**SELECTED TEXT:**
-- Start --
Olohan offered no evidence that any Soros money is currently funding any of the group’s protests — and he can’t, given that he apparently has no data newer than 2022. Still, Olohan rehashed his employer’s previous bogus attack:
Soros has a long track record of funding radical anti-Israel groups like MPower Change and JVP. After last year’s brutal terrorist attack on Israel, MRC President Brent Bozell and MRC Free Speech America Vice President Dan Schneider called Soros out for giving $550,000 to Pro-Hamas groups between 2017 and 2022 alone.
In fact, much of Soros’ previous support of Hamas came at a time when it was seen as a reform group that could supplant the do-nothing Fatah party that previously ran Gaza — something the MRC refused to tell its readers.
Olohan returned for an April 29 article:
The New York Post has unearthed some important information about some of the anti-Semitic pro-Hamas campus protests across the nation.
In an April 26 article, New York Post reporter Isabel Vincent broke down not only the funding behind anti-Israel groups involved in campus protests but also revealed that some of the activists were trained to lead such protests by a Soros-funded group. “At three colleges, the protests are being encouraged by paid radicals who are ‘fellows’ of a Soros-funded group called the US Campaign for Palestinian Rights (USCPR),” Vincent wrote.
She added, “USCPR provides up to $7,800 for its community-based fellows and between $2,880 and $3,660 for its campus-based ‘fellows’ in return for spending eight hours a week organizing ‘campaigns led by Palestinian organizations.’ They are trained to ‘rise up, to revolution.’” Vincent went on to say that the USPCR received $300,000 from Soros’ Open Society Foundations.
Just one problem: A couple days earlier, the Washington Post blew up the New York Post article’s premise that Soros is paying student activists:
By itself, this is a reflection of the idea that student activism is necessarily insincere or a function of young people being hoodwinked. Claims about Soros being the engine behind political or social movements have also been identified as being intertwined with antisemitism or explicitly antisemitic, given historical tropes about wealthy Jewish people controlling the world.
-- End --
(Point-based annotation data)
-- Start --
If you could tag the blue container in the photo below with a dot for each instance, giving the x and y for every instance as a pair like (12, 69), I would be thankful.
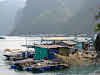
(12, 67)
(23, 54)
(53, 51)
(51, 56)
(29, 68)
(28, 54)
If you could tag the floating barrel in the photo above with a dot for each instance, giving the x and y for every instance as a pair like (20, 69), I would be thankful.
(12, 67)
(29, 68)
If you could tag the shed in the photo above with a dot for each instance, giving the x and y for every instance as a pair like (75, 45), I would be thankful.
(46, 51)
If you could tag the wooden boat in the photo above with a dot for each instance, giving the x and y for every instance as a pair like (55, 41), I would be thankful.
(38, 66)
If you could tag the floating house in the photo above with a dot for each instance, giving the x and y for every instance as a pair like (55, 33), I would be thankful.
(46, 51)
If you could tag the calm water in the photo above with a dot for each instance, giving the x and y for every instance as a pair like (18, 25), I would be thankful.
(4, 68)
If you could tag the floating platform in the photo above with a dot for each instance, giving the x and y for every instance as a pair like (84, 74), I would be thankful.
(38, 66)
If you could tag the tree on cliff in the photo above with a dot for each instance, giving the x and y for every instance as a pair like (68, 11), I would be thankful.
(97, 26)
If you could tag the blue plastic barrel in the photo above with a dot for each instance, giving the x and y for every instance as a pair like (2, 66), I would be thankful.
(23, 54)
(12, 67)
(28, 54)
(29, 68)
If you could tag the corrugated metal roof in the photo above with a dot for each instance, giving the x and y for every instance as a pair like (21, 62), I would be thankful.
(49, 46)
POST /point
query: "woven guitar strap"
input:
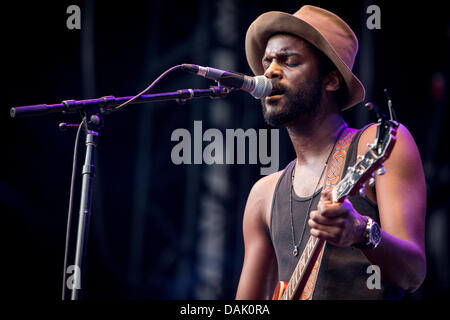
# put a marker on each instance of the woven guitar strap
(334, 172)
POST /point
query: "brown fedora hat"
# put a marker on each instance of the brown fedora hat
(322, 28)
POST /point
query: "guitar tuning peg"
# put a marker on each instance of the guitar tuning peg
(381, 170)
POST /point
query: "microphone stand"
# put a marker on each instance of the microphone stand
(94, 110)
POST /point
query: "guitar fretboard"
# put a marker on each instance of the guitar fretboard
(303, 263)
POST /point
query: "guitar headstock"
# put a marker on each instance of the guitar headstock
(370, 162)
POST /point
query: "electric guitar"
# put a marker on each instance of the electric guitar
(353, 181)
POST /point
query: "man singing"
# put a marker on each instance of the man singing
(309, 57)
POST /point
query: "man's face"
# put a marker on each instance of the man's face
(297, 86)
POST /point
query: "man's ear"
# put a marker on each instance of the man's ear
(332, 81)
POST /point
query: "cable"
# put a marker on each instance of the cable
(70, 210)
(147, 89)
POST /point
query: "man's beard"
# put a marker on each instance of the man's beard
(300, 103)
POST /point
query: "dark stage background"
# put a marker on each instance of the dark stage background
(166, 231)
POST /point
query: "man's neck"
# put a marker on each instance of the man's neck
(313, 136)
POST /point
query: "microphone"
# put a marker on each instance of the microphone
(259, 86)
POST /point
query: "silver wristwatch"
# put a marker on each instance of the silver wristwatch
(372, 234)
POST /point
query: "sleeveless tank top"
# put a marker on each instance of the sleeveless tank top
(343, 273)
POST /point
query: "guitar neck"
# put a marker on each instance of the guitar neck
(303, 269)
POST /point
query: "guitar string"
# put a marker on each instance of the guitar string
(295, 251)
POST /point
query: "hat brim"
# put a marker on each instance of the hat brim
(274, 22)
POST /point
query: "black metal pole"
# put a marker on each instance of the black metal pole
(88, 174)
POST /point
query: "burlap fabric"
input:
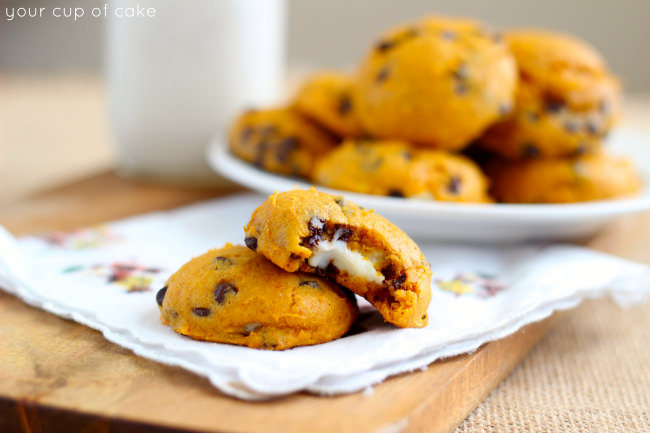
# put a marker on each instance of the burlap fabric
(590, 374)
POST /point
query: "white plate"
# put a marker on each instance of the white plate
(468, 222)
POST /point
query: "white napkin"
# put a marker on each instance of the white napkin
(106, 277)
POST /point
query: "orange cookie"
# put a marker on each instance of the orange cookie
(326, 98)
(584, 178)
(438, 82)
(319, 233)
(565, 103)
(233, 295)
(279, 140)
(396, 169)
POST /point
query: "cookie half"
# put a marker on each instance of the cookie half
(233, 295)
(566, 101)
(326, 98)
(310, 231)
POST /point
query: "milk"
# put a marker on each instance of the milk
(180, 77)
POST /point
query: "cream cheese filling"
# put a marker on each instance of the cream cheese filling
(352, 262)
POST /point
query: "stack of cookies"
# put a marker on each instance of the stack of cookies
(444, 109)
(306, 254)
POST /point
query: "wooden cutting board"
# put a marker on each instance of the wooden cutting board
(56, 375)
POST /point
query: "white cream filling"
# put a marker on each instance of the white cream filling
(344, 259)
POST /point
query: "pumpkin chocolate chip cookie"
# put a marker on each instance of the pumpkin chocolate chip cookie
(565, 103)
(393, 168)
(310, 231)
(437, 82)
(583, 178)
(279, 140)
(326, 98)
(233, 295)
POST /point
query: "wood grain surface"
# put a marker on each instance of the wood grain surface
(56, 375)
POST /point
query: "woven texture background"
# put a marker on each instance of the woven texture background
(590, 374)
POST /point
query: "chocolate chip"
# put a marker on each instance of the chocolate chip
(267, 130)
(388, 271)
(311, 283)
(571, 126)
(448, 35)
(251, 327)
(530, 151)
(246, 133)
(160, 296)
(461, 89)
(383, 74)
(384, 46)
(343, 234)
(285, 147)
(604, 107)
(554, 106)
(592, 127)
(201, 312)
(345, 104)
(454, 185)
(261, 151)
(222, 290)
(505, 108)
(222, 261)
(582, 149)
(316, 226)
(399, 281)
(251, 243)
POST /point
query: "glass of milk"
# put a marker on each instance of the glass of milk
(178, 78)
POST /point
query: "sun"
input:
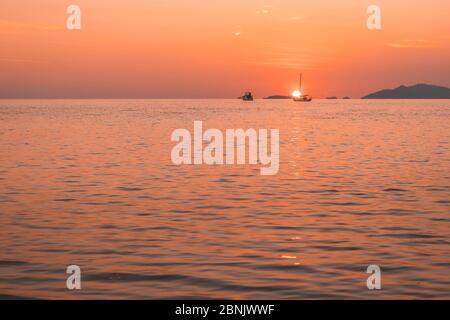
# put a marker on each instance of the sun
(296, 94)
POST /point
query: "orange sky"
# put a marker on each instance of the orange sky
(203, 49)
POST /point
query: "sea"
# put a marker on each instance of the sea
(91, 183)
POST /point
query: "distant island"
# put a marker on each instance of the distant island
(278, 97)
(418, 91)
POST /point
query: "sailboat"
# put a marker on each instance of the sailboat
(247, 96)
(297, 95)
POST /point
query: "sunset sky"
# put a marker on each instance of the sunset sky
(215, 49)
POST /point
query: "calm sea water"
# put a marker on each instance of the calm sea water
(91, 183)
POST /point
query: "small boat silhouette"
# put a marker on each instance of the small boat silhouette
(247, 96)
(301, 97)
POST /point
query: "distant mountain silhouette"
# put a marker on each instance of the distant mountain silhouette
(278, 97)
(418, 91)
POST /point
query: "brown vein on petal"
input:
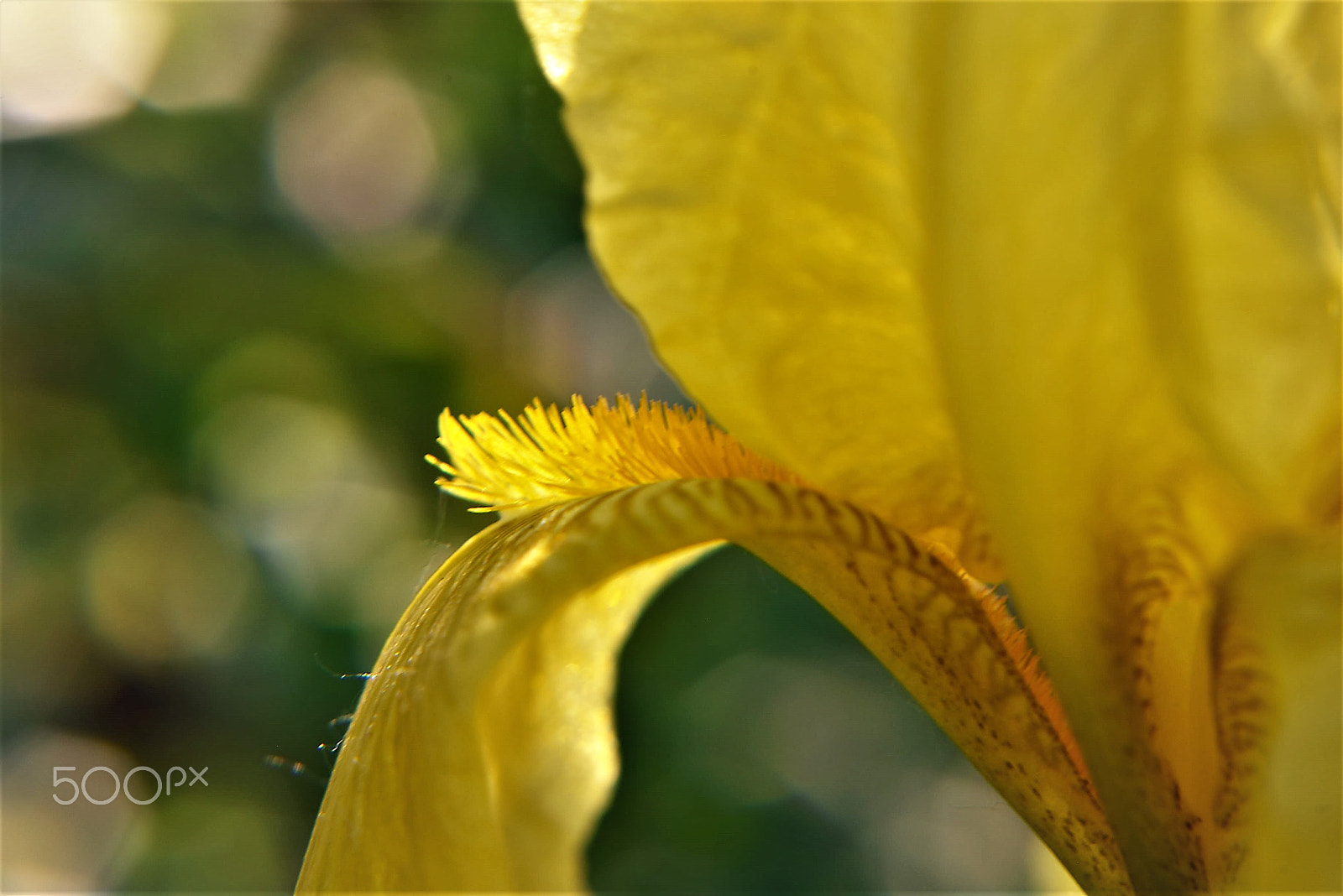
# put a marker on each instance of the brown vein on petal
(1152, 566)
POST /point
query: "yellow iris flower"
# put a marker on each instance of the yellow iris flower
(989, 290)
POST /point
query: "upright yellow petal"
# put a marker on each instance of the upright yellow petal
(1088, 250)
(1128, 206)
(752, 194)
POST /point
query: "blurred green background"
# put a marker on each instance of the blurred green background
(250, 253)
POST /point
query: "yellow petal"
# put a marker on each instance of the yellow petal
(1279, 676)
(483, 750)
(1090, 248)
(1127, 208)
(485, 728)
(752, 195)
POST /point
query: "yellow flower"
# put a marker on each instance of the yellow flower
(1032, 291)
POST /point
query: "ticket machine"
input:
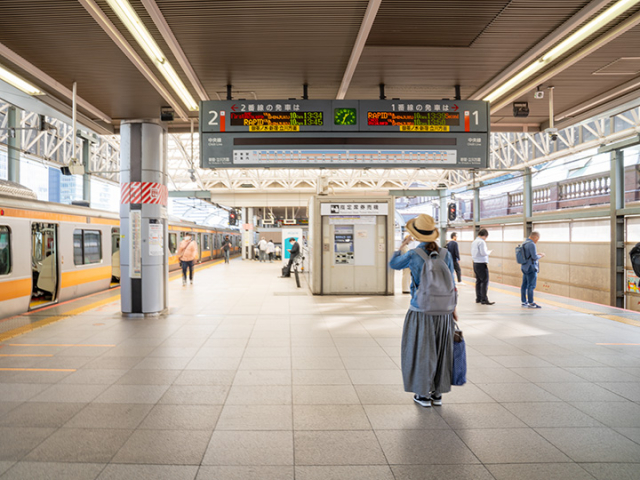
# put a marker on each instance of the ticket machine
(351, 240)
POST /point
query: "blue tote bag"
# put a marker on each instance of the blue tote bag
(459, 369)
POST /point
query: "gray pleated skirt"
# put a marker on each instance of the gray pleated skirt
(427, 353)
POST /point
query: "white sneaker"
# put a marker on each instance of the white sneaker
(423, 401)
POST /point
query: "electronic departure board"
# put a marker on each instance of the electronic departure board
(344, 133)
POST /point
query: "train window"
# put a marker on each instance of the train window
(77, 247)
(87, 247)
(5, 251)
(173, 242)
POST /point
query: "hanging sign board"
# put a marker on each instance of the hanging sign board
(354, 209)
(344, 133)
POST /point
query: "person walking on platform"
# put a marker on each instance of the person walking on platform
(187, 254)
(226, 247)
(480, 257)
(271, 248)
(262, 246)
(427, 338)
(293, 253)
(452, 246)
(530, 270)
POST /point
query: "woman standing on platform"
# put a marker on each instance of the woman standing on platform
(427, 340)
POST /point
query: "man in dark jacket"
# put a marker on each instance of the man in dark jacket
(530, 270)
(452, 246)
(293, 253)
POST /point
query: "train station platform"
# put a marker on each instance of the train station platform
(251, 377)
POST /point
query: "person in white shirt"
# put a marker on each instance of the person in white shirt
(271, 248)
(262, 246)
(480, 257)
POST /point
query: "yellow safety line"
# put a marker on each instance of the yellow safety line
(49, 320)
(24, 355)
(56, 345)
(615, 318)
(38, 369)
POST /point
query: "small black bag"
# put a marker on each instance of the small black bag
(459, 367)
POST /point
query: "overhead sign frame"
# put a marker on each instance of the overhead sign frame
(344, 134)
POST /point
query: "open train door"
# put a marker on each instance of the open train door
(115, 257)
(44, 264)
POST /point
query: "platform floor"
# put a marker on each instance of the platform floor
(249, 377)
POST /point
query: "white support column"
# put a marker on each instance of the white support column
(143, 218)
-- End --
**EXERCISE 1:** Copy from the passage on Soros funding claims the part starting at "Olohan offered no" and ending at "tell its readers.".
**EXERCISE 2:** Write the next part of the passage on Soros funding claims, picking up after its final sentence.

**RESULT 1:**
Olohan offered no evidence that any Soros money is currently funding any of the group’s protests — and he can’t, given that he apparently has no data newer than 2022. Still, Olohan rehashed his employer’s previous bogus attack:
Soros has a long track record of funding radical anti-Israel groups like MPower Change and JVP. After last year’s brutal terrorist attack on Israel, MRC President Brent Bozell and MRC Free Speech America Vice President Dan Schneider called Soros out for giving $550,000 to Pro-Hamas groups between 2017 and 2022 alone.
In fact, much of Soros’ previous support of Hamas came at a time when it was seen as a reform group that could supplant the do-nothing Fatah party that previously ran Gaza — something the MRC refused to tell its readers.

**RESULT 2:**
Here, then, this antisemitic framework is being deployed to undermine protests on college campuses … that have been repeatedly cast as being antisemitic.
More importantly, it’s simply not true. Or, more accurately, the connection between the protests and funding from Soros’s Open Society Foundations (OSF) is so tenuous as to be obviously contrived.
One might begin by asking what Soros is theoretically paying for. After all, this is just kids setting up tents on a college campus. Is the allegation that Soros is planting students at Columbia University (for example) and fronting the $68,000 tuition?
[…]At no point does the Post article demonstrate how this purported cash has been critical, instead simply listing organizations that have been involved in the protests to some extent and tracing their funding back to OSF.
Olohan censored any mention of the collapse of the premise behind his article, of course. Instead, he whined that Soros himself discredited the article: “Soros did not react well to the exposé. In a statement posted on X (formerly Twitter), the Open Society Foundations accused the New York Post of continuing ‘its practice of mixing distortion and unsubstantiated insinuations in attacking George and Alex Soros and the Open Society Foundations.’” Olohan didn’t prove anything Soros said to be wrong.
Rather than correct the falsehoods in his post, Olohan peddled another Soros funding conspiracy theory in a May 7 post:
First on MRC Business: George Soros’ Open Society Foundations sunk massive amounts of cash into several universities—most of which have been a breeding ground for radical anti-Israel students and whose administrations responded poorly to protestors, agitators and rioters trespassing, breaking into and occupying buildings and harassing Jewish students.
Both the New York Post and Politico have reported on Soros’ connections to the groups leading the anti-Israel protests. And now, an MRC Business investigation exposed how Soros has also given at least $34,638,060 to the nine universities that have made headlines for their slow response to anti-Semitic protests and riots, as well as their ineffectual or possibly even sympathetic administrators.
Among the recipients of Soros funding connections were Columbia University, Harvard University, University of Pennsylvania (UPenn), Massachusetts Institute of Technology (MIT), University of North Carolina (UNC), University of Southern California (USC), City University of New York (CUNY), the University of California Los Angeles (UCLA) and, of course, the University of California Berkeley from 2016 to 2022.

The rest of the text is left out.